Please put each line of the records below into a numbered list, leaving out any blank lines.

■ Excerpted data
════

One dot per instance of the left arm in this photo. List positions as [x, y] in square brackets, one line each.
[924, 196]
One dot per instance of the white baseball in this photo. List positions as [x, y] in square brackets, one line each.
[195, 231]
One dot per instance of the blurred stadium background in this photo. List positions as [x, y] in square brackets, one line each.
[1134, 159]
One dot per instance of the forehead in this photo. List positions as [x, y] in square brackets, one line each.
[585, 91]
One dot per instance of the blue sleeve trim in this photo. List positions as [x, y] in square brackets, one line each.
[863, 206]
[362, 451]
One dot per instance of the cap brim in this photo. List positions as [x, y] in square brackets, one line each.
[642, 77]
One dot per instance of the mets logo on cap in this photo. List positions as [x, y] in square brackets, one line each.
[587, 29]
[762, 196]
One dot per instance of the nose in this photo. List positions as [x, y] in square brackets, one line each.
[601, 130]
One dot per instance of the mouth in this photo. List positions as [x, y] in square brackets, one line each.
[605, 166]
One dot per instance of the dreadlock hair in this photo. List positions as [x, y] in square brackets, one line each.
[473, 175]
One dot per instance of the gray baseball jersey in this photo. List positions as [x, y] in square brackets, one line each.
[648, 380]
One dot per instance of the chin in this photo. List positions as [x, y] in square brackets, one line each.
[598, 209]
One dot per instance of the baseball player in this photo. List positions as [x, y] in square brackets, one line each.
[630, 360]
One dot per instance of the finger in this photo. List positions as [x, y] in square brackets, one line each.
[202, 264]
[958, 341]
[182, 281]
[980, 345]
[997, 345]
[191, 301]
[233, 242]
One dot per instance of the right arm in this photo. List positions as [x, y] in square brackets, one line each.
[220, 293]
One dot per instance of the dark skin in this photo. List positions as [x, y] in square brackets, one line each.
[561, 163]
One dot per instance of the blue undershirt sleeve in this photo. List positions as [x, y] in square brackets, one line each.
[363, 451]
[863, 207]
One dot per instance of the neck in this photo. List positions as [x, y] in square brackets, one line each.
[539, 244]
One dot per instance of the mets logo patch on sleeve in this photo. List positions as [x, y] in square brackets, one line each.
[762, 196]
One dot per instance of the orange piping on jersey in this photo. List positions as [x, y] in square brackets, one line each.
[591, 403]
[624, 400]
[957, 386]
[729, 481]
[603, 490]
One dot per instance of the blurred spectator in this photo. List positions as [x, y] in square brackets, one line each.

════

■ Final result
1. One dot per instance of the left arm in this photo. List positions as [x, y] in square brackets, one line each.
2. [924, 196]
3. One dot per instance of the white baseball in this photo. List positions as [x, y] in square brackets, one line each.
4. [195, 231]
5. One dot per instance of the blurred stadium background in this photo. List positions as [x, y] in square brackets, one line each.
6. [1134, 159]
7. One dot per instance of the forehead in this photo. List positions as [x, y] in square brackets, one line each.
8. [585, 91]
9. One dot per instance of the blue sleeve trim in this photo. List positions as [x, y] in square brackets, one line each.
10. [863, 206]
11. [362, 451]
12. One dot per instance of the cap brim in this photo. List positions as [x, y] in square brackets, one line each.
13. [642, 77]
14. One dot per instance of the mets logo on cap in this photo. List positions as [x, y] in square brackets, one line each.
15. [587, 29]
16. [762, 196]
17. One dot per instance of the nose in this photo. List positions as [x, y] in square brackets, one line each.
18. [601, 130]
19. One dot per instance of the mouth in this photo. List positions as [x, y] in square brackets, one line each.
20. [605, 166]
21. One dot per instance of the dreadlock hair in this photo. List positions as [x, y] in square brackets, one line each.
22. [473, 175]
23. One dot per instance of the gray baseball jersey in this photo. List positions as [x, y] in square brackets, one line each.
24. [648, 380]
25. One dot per instance of the chin in this photo. List positions as [x, y] in square brackets, one line each.
26. [598, 209]
27. One dot per instance of the baseball player in this photo. List positions as [x, y] in square brackets, one line each.
28. [630, 360]
29. One dot per instance of the finger in this photo. List positions as [x, y] in square brackets, one line each.
30. [202, 264]
31. [958, 341]
32. [182, 281]
33. [980, 345]
34. [997, 345]
35. [191, 301]
36. [233, 242]
37. One dot per instance of the right arm in this photo. List positions as [x, y] in square brackets, one line each.
38. [220, 293]
39. One dot per instance of the dark skin in this photo. List positions as [x, y] in square brackets, one line each.
40. [561, 163]
41. One dot per instance of the blue undershirt sleeve in this photo. List positions as [x, y] in square brackets, one line each.
42. [363, 451]
43. [863, 207]
44. One dot per instance of the neck in this photo. List positions as [x, y] in square brackets, one line each.
45. [539, 244]
46. One dot per instance of the mets logo patch on sleeve in this photo. List positions as [x, y] in square brackets, one line each.
47. [762, 196]
48. One dot per instance of the orange piping on jersey in this photo. List positions as [x, y] in square brackets, one line each.
49. [591, 403]
50. [624, 400]
51. [957, 386]
52. [729, 481]
53. [603, 490]
54. One dot per instance of the blurred spectator in this photo. List positions as [x, y] in square brackets, one line each.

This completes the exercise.